--- START OF Data for this task ---

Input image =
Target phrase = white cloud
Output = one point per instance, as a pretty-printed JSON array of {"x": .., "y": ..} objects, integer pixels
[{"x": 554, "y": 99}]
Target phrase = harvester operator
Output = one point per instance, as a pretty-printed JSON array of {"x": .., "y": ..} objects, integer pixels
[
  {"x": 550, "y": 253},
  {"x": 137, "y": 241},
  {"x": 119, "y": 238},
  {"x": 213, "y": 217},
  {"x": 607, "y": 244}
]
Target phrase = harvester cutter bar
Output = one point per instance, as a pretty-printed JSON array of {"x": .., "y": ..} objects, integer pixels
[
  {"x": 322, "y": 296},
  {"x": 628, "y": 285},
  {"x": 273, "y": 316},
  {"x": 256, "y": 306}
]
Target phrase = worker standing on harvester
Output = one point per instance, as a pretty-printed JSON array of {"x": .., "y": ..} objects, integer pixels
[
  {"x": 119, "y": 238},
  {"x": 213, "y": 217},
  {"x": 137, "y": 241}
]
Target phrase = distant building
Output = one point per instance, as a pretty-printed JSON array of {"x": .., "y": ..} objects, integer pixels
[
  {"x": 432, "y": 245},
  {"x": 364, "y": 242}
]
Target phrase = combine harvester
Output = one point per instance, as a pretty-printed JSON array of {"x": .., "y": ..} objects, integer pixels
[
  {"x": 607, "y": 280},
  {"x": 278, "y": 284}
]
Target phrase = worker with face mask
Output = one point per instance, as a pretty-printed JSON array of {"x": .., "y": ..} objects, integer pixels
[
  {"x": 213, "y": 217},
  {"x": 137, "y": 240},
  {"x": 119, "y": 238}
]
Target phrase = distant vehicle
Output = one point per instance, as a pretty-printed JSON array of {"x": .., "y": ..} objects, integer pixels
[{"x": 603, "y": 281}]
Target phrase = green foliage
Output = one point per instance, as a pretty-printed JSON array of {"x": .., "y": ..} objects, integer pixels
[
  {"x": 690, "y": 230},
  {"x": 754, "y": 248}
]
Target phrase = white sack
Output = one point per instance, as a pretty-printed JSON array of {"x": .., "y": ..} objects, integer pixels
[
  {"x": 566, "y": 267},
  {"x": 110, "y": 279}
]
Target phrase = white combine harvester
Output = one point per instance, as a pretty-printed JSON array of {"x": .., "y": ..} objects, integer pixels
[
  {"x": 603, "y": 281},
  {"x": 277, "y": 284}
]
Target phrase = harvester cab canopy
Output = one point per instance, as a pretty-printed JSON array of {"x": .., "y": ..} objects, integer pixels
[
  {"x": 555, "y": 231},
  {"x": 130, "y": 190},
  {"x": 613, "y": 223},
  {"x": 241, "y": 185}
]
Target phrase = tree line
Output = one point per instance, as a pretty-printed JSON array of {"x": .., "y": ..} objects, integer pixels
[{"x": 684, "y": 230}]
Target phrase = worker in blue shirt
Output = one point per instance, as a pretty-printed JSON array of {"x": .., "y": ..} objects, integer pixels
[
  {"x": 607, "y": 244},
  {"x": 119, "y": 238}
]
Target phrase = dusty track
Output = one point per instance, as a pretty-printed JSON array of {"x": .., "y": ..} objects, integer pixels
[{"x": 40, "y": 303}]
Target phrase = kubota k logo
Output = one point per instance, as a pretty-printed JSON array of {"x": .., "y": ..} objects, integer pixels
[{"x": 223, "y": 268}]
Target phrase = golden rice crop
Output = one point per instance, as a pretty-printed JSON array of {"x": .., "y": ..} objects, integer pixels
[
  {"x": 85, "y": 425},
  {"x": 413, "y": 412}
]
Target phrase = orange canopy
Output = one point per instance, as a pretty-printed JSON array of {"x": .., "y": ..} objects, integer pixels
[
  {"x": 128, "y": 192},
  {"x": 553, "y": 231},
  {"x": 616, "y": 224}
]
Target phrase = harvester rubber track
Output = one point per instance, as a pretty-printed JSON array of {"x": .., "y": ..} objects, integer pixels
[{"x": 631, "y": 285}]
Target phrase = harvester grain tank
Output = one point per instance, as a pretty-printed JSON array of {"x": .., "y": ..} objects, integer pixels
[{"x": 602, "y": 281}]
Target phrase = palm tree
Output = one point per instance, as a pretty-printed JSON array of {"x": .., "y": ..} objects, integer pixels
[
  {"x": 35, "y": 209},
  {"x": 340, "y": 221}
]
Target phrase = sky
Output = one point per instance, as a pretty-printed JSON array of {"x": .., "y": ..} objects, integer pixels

--- END OF Data for this task ---

Resize the lines starting at the one containing "Target phrase = kubota k logo" and ending at the last of the pointing records. Reproduce all of them, requests included, with every x and y pixel coordinate in the answers multiplied by 1.2 and rounded to a whole number, halves rounded up.

Target phrase = kubota k logo
Output = one point per instance, as a pretty-printed JSON array of {"x": .., "y": ..} objects, integer pixels
[{"x": 268, "y": 322}]
Target phrase = golden rice crop
Output = one point per instance, as a pretty-printed JSON array of {"x": .., "y": ..} objects, integer pixels
[
  {"x": 102, "y": 510},
  {"x": 496, "y": 494}
]
Target phrase = orange canopy
Output = one point per instance, as a pretty-printed JSON array of {"x": .., "y": ..} objects, integer pixels
[
  {"x": 154, "y": 230},
  {"x": 664, "y": 277},
  {"x": 739, "y": 269}
]
Target phrase = harvester rubber track
Output = one point per instance, as a pretty-printed JSON array of {"x": .., "y": ..} objects, integer pixels
[{"x": 757, "y": 342}]
Target phrase = harvester grain tank
Output = one point per instance, as a pretty-printed JSON array of {"x": .., "y": ..} objects, integer pixels
[{"x": 722, "y": 337}]
Target phrase = palm tree
Output = one point per instance, as a pretty-printed JSON array of {"x": .., "y": ..} objects, integer pixels
[
  {"x": 42, "y": 251},
  {"x": 408, "y": 265}
]
Target phrase = sky
Output = one point per instance, as a pretty-printed JSON array of {"x": .., "y": ..} objects, integer pixels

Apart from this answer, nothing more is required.